──────── DOCUMENT PASSAGE ────────

Malignant phyllodes tumors can behave similarly to sarcomas leading to development of blood-borne metastases. Approximately 10% of phyllodes tumor develop distant metastases and this occurrence is higher (20%) in patients with histological-identified malignant tumors. The most common site for distant metastases include the lung, bone, and abdominal viscera. In more insidious cases, the parotid region has also been described in literature.

Histopathologic classification
|  | Benign | Borderline | Malignant |
|---|---|---|---|
| Margin | Pushing |  | Infiltrating |
| Stromal atypia | Minimal | Moderate | Severe |
| Mitoses per 10 HPF | <5 | 5 to 9 | ≥10 |
| Stromal overgrowth | Absent | Present |  |

== Prevention and screening ==

There is no evidence-based recommendations for screening or preventative measures for early detection of phyllodes tumors.

In patients with a prior history of a phyllodes tumor, the follow-up recommendations are employed on a case-by-case basis depending upon the grade and stage of the treated tumor.

Patients who have not had a mastectomy should continue regular breast cancer screening based on the recommendations by the United States Preventative Services Task Force.

──────── ENTRIES PROVIDED ────────

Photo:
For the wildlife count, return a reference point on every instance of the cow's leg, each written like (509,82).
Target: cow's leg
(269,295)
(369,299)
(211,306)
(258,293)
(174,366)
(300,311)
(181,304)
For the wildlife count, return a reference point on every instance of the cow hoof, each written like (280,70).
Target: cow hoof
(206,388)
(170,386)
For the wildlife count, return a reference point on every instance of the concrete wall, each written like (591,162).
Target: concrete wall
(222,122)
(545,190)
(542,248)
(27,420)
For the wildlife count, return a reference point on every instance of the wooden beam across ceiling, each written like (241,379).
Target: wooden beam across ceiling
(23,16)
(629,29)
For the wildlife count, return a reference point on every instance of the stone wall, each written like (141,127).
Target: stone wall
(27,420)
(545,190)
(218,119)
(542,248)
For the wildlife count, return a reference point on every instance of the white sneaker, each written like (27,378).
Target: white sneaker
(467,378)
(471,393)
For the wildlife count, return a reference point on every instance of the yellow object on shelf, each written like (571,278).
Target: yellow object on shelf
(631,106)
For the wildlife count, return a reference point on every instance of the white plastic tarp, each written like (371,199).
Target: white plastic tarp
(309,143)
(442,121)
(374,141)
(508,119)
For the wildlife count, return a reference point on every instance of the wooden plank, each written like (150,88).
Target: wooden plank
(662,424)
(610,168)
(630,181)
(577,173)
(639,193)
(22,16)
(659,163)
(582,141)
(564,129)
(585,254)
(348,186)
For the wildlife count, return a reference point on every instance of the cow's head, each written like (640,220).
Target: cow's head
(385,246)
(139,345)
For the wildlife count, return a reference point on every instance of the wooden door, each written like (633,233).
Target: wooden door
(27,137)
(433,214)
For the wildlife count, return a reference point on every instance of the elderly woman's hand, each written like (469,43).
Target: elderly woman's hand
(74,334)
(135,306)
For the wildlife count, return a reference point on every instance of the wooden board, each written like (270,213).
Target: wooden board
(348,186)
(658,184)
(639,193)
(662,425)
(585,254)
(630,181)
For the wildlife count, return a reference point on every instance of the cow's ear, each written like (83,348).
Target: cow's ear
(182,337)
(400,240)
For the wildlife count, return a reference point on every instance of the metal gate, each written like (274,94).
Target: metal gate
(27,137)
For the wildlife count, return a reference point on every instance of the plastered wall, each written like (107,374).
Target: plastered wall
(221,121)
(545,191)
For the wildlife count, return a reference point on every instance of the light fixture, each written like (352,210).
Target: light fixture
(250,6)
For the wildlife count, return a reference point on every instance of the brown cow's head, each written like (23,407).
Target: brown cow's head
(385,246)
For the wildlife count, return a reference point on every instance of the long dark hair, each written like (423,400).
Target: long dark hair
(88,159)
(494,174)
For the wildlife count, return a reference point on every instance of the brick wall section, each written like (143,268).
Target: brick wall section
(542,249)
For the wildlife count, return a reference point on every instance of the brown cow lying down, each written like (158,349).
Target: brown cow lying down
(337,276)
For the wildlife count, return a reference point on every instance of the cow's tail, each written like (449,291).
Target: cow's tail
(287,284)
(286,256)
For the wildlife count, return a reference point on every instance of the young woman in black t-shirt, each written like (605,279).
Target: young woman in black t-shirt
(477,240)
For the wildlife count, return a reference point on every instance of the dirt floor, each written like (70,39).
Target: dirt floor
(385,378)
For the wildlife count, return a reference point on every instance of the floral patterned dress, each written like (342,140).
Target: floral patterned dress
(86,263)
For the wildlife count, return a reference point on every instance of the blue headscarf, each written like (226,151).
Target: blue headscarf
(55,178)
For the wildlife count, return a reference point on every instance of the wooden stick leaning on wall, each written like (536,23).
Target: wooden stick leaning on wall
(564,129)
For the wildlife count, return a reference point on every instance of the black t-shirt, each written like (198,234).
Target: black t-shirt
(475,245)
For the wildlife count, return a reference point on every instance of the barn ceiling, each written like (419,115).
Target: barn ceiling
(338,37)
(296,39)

────────

* **PROMPT 1**: According to the passage on phyllodes tumors, why are follow-up recommendations for patients with a prior phyllodes tumor applied on a case-by-case basis?
* **PROMPT 2**: Repeat the part of the passage on phyllodes tumors starting with "Malignant phyllodes tumors" and going on through "of phyllodes tumors.".

* **TASK ANSWER 1**: Follow-up is decided case by case because it depends on the grade and stage of the tumor that was treated.

* **TASK ANSWER 2**:
Malignant phyllodes tumors can behave similarly to sarcomas leading to development of blood-borne metastases. Approximately 10% of phyllodes tumor develop distant metastases and this occurrence is higher (20%) in patients with histological-identified malignant tumors. The most common site for distant metastases include the lung, bone, and abdominal viscera. In more insidious cases, the parotid region has also been described in literature.

Histopathologic classification
|  | Benign | Borderline | Malignant |
|---|---|---|---|
| Margin | Pushing |  | Infiltrating |
| Stromal atypia | Minimal | Moderate | Severe |
| Mitoses per 10 HPF | <5 | 5 to 9 | ≥10 |
| Stromal overgrowth | Absent | Present |  |

== Prevention and screening ==

There is no evidence-based recommendations for screening or preventative measures for early detection of phyllodes tumors.